[Dataset rows]
┄┄┄┄┄┄┄┄┄┄┄┄┄┄┄┄┄┄┄┄
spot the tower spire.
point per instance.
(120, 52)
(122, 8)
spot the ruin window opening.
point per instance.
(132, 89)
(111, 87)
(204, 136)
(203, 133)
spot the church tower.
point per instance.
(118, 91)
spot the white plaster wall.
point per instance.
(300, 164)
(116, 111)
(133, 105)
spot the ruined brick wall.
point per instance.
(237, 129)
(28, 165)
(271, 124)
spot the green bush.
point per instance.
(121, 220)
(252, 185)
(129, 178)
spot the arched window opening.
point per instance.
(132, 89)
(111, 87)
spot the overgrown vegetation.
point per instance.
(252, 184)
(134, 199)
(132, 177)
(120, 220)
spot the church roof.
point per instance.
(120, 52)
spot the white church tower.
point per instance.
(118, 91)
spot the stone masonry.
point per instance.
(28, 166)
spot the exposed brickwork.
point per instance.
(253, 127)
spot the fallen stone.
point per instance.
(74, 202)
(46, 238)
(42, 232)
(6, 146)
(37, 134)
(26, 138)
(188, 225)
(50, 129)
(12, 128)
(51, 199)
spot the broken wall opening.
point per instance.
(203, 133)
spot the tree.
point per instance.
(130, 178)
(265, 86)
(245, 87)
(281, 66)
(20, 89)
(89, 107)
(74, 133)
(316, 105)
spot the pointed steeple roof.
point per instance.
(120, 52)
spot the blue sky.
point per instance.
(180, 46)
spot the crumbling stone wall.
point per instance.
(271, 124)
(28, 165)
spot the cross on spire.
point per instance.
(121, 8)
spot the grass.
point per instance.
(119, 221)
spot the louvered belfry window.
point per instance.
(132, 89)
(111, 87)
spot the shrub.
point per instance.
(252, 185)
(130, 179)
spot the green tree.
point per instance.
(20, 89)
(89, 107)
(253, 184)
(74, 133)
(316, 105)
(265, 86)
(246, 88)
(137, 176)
┄┄┄┄┄┄┄┄┄┄┄┄┄┄┄┄┄┄┄┄
§ AIM:
Rewrite every one of the records above, changing each "spot" to "locate" and leaving everything else as it is.

§ EXERCISE OUTPUT:
locate the tower spire.
point per instance.
(120, 52)
(122, 8)
locate the ruin window opening.
point per instance.
(132, 89)
(111, 87)
(204, 136)
(203, 133)
locate the church tower.
point per instance.
(118, 91)
locate the white plaster wall.
point per instance.
(300, 164)
(116, 111)
(133, 105)
locate the ruined brick wall.
point per instance.
(237, 129)
(28, 165)
(271, 124)
locate the green bush.
point per instance.
(121, 220)
(252, 185)
(129, 178)
locate the arched window opening.
point per instance.
(132, 89)
(111, 87)
locate the overgrown vegetation.
point per instance.
(252, 184)
(134, 199)
(132, 177)
(120, 220)
locate the church roof.
point per instance.
(120, 52)
locate the white church tower.
point per instance.
(118, 91)
locate the stone masonry.
point per instance.
(28, 166)
locate the exposed brickwork.
point per instance.
(253, 127)
locate the fallen stone.
point per instance.
(74, 202)
(46, 238)
(42, 232)
(6, 146)
(37, 134)
(26, 138)
(188, 225)
(50, 129)
(12, 128)
(51, 199)
locate the broken wall opening.
point per instance.
(203, 133)
locate the tree.
point per instance.
(130, 178)
(265, 86)
(245, 87)
(281, 66)
(20, 89)
(89, 107)
(74, 133)
(316, 105)
locate the pointed steeple roof.
point per instance.
(120, 52)
locate the blue sky.
point per instance.
(180, 46)
locate the crumbling stone wall.
point per instance.
(271, 124)
(28, 165)
locate the cross on spire.
point per instance.
(121, 8)
locate the grass.
point per instance.
(119, 221)
locate the louvered belfry window.
point per instance.
(132, 89)
(111, 87)
locate the shrub.
point per instance.
(252, 185)
(130, 179)
locate the green tree.
point per instance.
(20, 89)
(89, 107)
(253, 184)
(74, 133)
(316, 105)
(265, 86)
(246, 88)
(137, 176)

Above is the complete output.